*Work task:*
Decide whether each statement below agrees with the passage on ticks and Lyme disease, and support each yes or no with the deciding words quoted from the passage. (a) Ticks can fly to reach a host. (b) Most Lyme disease cases in the Northeast occur from June through August. (c) Tweezers should be used to dig under the skin if the tick's head stays behind.

Spring in New England means tick season is upon us. Here’s a refresher on the most common tick-borne illness in the US.
Lyme disease is the most prevalent tick-borne disease in the Northeast, with most cases occurring June through August. Lyme is transmitted by black-legged ticks (Ixodes scapularis and Ixodes pacificus).
Lyme disease can cause a range of symptoms, from fever, rash and joint pain to more serious issues if left untreated, like arrhythmias and neurological problems. While most cases are easily treated with a course of antibiotics, some people develop chronic Lyme disease.
For this reason, all tick bites should be avoided, and if you spot a tick, you should take action.
Ticks are found on bushes, shrubs, long grass and even on household pets that spend time outdoors. Ticks require direct contact with the host to attach; they do not fly.
Commonly, tick bites occur when people are doing yardwork or hiking. When outside, wear light-colored clothing to help you easily detect ticks, and cover up as much as possible to limit skin exposure. Use bug sprays that contain Deet, picardin or Permethrin 0.5%, using caution and followin EPA guidelines when selecting which repellant to use on young children.
When returning indoors, do a “tick check” on people and pets. Closely examine the hairline, armpits and groin, and take a shower within a few hours of returning inside.
If you do find a tick, follow CDC directions. Attempt to remove it with tweezers by pulling straight up. If you are unable to remove the tick in one piece, try to remove the head. Do not, however, use tweezers to dig under the skin because that could cause infection.
Make a note of when you may have picked up the tick. Lyme disease is extremely unlikely to be transmitted if the tick has been attached for less than 24 hours.
After removing the tick, seal it in a plastic bag if you are able, especially if the tick has been attached an unknown amount of time or longer than 24 hours. Bring it to your health care provider; labs can test ticks for Lyme disease, which will help decide if you need treatment.
If you are not able to bring the tick in or believe it was attached for only a short time, be on the lookout for symptoms like rash, fever, joint pain, fatigue and headache over the next few weeks, and call your healthcare provider if these occur so that you can be properly treated.
To aid in identification, residents can order wallet cards from the state.

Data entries
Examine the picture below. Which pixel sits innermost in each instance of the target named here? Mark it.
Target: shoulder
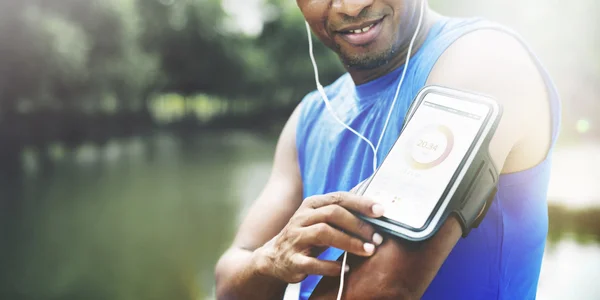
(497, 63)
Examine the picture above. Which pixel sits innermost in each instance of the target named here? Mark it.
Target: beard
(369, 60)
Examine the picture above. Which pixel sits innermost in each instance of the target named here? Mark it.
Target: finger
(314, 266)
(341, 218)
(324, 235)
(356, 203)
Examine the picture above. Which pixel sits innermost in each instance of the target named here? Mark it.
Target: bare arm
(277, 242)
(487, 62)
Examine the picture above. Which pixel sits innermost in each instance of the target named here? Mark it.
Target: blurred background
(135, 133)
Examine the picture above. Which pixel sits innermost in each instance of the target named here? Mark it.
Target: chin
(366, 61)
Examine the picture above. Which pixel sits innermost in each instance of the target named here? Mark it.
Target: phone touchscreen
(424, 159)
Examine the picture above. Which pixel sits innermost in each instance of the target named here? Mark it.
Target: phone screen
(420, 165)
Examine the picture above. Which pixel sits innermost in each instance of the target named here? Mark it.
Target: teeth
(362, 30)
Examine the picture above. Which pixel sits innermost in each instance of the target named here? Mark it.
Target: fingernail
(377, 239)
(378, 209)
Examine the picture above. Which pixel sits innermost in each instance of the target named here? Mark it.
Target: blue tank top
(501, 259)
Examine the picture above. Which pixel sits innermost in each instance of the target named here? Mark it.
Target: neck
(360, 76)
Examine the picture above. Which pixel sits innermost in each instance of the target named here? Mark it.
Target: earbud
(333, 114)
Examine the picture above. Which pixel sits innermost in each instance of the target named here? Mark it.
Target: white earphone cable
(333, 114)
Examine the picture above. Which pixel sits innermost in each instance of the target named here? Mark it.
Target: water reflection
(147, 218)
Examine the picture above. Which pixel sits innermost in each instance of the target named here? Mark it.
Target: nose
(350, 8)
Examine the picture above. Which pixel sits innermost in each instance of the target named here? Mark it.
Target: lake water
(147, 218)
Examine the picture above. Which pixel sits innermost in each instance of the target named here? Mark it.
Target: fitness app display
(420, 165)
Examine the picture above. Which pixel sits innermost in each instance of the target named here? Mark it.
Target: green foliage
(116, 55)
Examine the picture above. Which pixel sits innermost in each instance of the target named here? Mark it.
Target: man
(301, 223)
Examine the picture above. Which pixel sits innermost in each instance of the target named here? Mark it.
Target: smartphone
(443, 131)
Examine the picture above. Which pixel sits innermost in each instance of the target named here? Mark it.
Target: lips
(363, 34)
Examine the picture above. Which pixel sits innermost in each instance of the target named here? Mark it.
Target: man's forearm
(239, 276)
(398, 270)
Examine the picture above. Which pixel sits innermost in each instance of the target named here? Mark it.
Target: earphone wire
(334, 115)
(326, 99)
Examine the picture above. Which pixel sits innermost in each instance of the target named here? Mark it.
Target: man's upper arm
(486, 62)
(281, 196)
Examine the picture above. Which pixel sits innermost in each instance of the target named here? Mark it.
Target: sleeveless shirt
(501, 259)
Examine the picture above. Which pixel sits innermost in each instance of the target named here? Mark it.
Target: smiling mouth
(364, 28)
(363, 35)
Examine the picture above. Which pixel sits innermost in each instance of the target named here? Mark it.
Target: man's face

*Answer section:*
(a) No: "Ticks require direct contact with the host to attach; they do not fly."
(b) Yes: "Lyme disease is the most prevalent tick-borne disease in the Northeast, with most cases occurring June through August."
(c) No: "Do not, however, use tweezers to dig under the skin because that could cause infection."